Yep, that's why you've got to use the average power under the curve on the power curve, not the torque curve.
chevypower
21-09-2005, 10:55 PM
To be overly simplistic - no lectures needed here, it is horse power all the way.... you don't see many Caterpillar engines down at the drag strips, but you do see high revving Rotarys with barely any low end torque. The torque will help launch the vehicle, but for winning quarters, if you have to choose 1, its horsepower. Torque is just the twisting force that helps gain mementum, horse power will accelerate the vehicle to a high speed.
gameover
22-09-2005, 12:05 AM
here's something i put together not long ago.
http://www.ls1.com.au/forum/showthread.php?t=43920
it is not possible for an engine to have more torque and less horsepower than another engine at the same RPM.
I think what you mean is "if one has more low down torque but less top end hp" and vice versa, "who will win". The answer is "it depends" ;)
YLD57L
22-09-2005, 02:11 PM
The answer is Horsepower. If your car makes horspower, it is making torque. Why would you worry so much about a multiplier? I am of the opinion that people with V8s love talking about torque because they have a car that produces higher peak figures, and shops that work on them use it as a talking point for their own agendas (or even scarier is they don't understand :eek: ).

SET EXERCISE 1 ->
In the forum thread, what is said to be impossible for an engine when compared with another engine at the same RPM?
The forum thread and the listing that comes next are separate pieces of material.

INFORMATION SHOWN ->
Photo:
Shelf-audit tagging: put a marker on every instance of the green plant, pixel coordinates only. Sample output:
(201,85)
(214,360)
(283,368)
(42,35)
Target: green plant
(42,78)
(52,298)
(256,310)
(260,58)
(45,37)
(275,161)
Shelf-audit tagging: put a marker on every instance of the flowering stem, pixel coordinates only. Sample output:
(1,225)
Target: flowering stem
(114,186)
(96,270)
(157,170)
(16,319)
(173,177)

SET EXERCISE 2 ->
Quote everything in the listing from the line containing "of the flowering" down to the end of the listing.

TASK SOLUTION 1 ->
It cannot have more torque and less horsepower than the other engine at the same RPM.

TASK SOLUTION 2 ->
Shelf-audit tagging: put a marker on every instance of the flowering stem, pixel coordinates only. Sample output:
(1,225)
Target: flowering stem
(114,186)
(96,270)
(157,170)
(16,319)
(173,177)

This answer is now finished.